Objective:
Copy the forum thread from "Like the croc" through "of a cannon.", inclusive, swapping "Dinosaur" for "alligator".

— START OF Extracted text —

# Wild Ones



## K9Kirk (Jan 27, 2021)

I spotted this pair standing perfectly still in the shadows. Must be one of their survival techniques. All pics taken at Myakka River State Park.





Mr. Smiley winks at me.



Great Egret taking off.


----------



## Space Face (Jan 27, 2021)

As much as I wouldn't like to come across one in my cornflakes, the low pov on the second is very good.  Do they ever have a go at you?


----------



## Jeff15 (Jan 27, 2021)

Very good set.....


----------



## K9Kirk (Jan 27, 2021)

Space Face said:


> As much as I wouldn't like to come across one in my cornflakes, the low pov on the second is very good.  Do they ever have a go at you?



Careful there, Bub, most people have been attacked by gators hiding in reeds and cornflakes.  

No, they never have a go at me. Maybe because they can see I'm old, tough and chewy ..... so, that's actually a good thing.
Seriously, alligator attacks are very rare. Most occur when someone is either too close to the waters edge or they are in the water (swimming), presenting themselves as the catch of the day to some big, lucky gator !


----------



## K9Kirk (Jan 27, 2021)

Jeff15 said:


> Very good set.....



Thank you, I appreciate it.


----------



## PJM (Jan 27, 2021)

Space Face said:


> Do they ever have a go at you?


I think we'll find that out when he stops posting.


----------



## PJM (Jan 27, 2021)

Nice catch on that egret.


----------



## Space Face (Jan 27, 2021)

PJM said:


> Space Face said:
> 
> 
> > Do they ever have a go at you?
> ...




God willing


----------



## Original katomi (Jan 27, 2021)

Like the croc pic
Here in the UK we don’t know how lucky we are not to have so many things that will bite, sting


----------



## LightSpeed666 (Jan 27, 2021)

Very nice on the Dinosaur. In Florida you can walk right up on them. Can't do that here.
When the wild ones see you or sense you, down they go. They will jump off the bank or a favorite sunning place like they were shot out of a cannon.

— END OF Extracted text —
— START OF Record set —

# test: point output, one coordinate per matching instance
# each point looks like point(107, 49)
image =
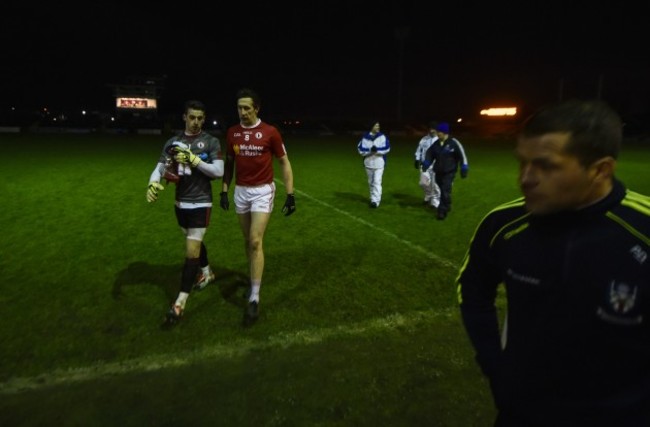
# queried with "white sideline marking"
point(233, 349)
point(429, 254)
point(282, 340)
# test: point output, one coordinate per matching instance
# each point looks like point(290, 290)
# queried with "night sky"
point(328, 59)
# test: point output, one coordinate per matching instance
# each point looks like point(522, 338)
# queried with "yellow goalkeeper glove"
point(152, 191)
point(185, 156)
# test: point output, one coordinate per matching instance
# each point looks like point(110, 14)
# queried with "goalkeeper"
point(191, 160)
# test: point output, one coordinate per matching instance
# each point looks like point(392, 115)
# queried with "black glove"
point(223, 200)
point(289, 205)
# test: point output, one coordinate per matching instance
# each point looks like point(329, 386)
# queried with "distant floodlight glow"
point(499, 111)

— END OF Record set —

Exercise response:
Like the croc pic
Here in the UK we don’t know how lucky we are not to have so many things that will bite, sting


----------



## LightSpeed666 (Jan 27, 2021)

Very nice on the alligator. In Florida you can walk right up on them. Can't do that here.
When the wild ones see you or sense you, down they go. They will jump off the bank or a favorite sunning place like they were shot out of a cannon.